_Tâches à réaliser:_
1/ Dans l'article sur le prix Goncourt, à quel magazine Marie N'Diaye avait-elle accordé l'interview qui a choqué Éric Raoult ?
2/ Modifiez le passage de l'article sur le prix Goncourt qui va de « M. Pivot tente » à « confrères de BibliObs. » en y remplaçant « BibliObs » par « Télérama ».
3/ Prolongez l'article sur le prix Goncourt, s'il vous plaît, en reprenant juste après sa dernière phrase.

Forcément, Bernard Pivot n'allait pas rester les bras ballants, à écouter les propos d'un député qui s'invente des devoirs de réserve à appliquer à Marie N'Diaye, lauréate du Goncourt. Éric Raoult avait en effet été choqué par l'interview accordée aux Inrocks, où la romancière évoquait une France « monstrueuse », avec des Hortefeux et des Besson. Et on la comprend.
Cela n'a jamais existé (heureusement)
M. Pivot tente alors de ramener l'homme à la raison, ne voyant pas très bien où le député UMP (mais peut-être est-ce là qu'il faut chercher l'origine de l'erreur ?) est allé piocher pareille idée : « Il invoque quelque chose qui n'a jamais existé, n'existe pas et, grâce à Dieu, n'existera jamais. Pas plus pour les lauréats du Goncourt que pour ceux du Nobel, auxquels il est arrivé parfois de tenir des propos très engagés », explique-t-il à nos confrères de BibliObs.
Autre petite mise au point, rien dans les statuts juridiques de l'académie Goncourt ne stipule que l'on aurait à « choisir des auteurs n'affichant qu'une neutralité inodore et incolore ». Et si l'auteur profite de sa notoriété autant que d'une « pleine et entière liberté de s'exprimer comme il l'entend », c'est sa responsabilité, ses convictions et son caractère qui s'expriment. Nulle part l'académie ou le prix Goncourt lui-même n'ont maille à partir avec cela.
Le Goncourt n'est pas la voix de la France
D'ailleurs, Bernard Pivot est clair : pas de commentaires sur les propos de Marie N'Diaye. « En tant qu'académicien Goncourt, je dois rester absolument neutre. Si un lauréat tenait des propos tombant sous le coup de la loi, ou contraires aux bonnes mœurs, la situation serait différente, mais je ne crois pas que ce soit le cas. » Et si l'an passé Atiq Rahimi a également profité de son Goncourt pour intervenir dans l'affaire des Afghans contre... Hortefeux, pas question de croire que l'académie recherche des lauréats engagés. Des « femmes puissantes », à la rigueur, en référence au livre primé l'an passé et cette année, justement.

Entrées du jeu de données
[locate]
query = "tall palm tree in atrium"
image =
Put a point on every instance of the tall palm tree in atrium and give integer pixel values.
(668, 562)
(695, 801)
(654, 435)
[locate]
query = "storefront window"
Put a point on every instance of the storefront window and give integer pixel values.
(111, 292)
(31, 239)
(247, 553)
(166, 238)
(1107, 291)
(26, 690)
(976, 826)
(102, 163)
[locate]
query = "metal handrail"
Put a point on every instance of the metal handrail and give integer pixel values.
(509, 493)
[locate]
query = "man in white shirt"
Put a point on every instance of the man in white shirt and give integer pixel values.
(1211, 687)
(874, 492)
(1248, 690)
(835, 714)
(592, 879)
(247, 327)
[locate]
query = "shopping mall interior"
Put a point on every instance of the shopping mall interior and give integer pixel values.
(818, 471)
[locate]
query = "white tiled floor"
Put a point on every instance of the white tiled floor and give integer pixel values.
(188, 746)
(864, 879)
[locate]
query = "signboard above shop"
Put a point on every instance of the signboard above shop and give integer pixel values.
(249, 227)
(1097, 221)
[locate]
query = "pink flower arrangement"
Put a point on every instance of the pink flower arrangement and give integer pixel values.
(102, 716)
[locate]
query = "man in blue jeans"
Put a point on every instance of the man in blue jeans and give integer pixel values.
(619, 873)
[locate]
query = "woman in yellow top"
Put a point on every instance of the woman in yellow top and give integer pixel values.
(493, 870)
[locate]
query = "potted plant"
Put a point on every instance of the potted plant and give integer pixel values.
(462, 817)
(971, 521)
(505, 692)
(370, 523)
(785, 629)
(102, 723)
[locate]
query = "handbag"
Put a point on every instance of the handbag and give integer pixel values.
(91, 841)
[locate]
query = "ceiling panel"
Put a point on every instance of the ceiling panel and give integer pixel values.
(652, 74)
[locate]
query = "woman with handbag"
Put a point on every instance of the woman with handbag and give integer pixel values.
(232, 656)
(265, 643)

_Résultats par tâche:_
1/ Aux Inrocks.

2/
M. Pivot tente alors de ramener l'homme à la raison, ne voyant pas très bien où le député UMP (mais peut-être est-ce là qu'il faut chercher l'origine de l'erreur ?) est allé piocher pareille idée : « Il invoque quelque chose qui n'a jamais existé, n'existe pas et, grâce à Dieu, n'existera jamais. Pas plus pour les lauréats du Goncourt que pour ceux du Nobel, auxquels il est arrivé parfois de tenir des propos très engagés », explique-t-il à nos confrères de Télérama.

3/
Mais alors quelle réaction possible pour le ministre, que le député a exhorté à répondre ? « Il va sans doute être difficile à Frédéric Mitterrand de traiter par le dédain la question de M. Éric Raoult, qui m'a l'air d'être un député influent. Mais je ne vois pas bien ce qu'il peut dire d'autre que ce que je viens de répondre. »
Rigolade, tragique ou délation ?
Une saine réaction serait alors de prendre « cela à la rigolade plus qu'au tragique ». C'est à ce titre que nous avons monté un groupe sur Facebook pour « Expliquer au député UMP Raoult que l'auteur n'est pas nationalisé ». (notre actualité sur ce sujet)
Une autre serait de se plonger dans le blog de Michel Moine maire et conseilleur PS d'Aubusson (Creuse) : « Alors oui, c'est bien monsieur Raoult qui porte atteinte à la cohésion nationale et l'image de notre pays, quand il s'attaque à la liberté d'expression, quand il s'attaque à l'un des fondements de notre identité nationale. »
Ou encore de se rappeler ainsi qu'un lecteur le faisait remarquer dans nos colonnes que ce même Éric Raoult avait été partisan de la délation rémunérée, offrant jusqu'à 15.000 € pour récompenser quiconque aiderait à retrouver des agresseurs de policiers.
Et des agresseurs de la République, si on les dénonce, combien on perçoit ?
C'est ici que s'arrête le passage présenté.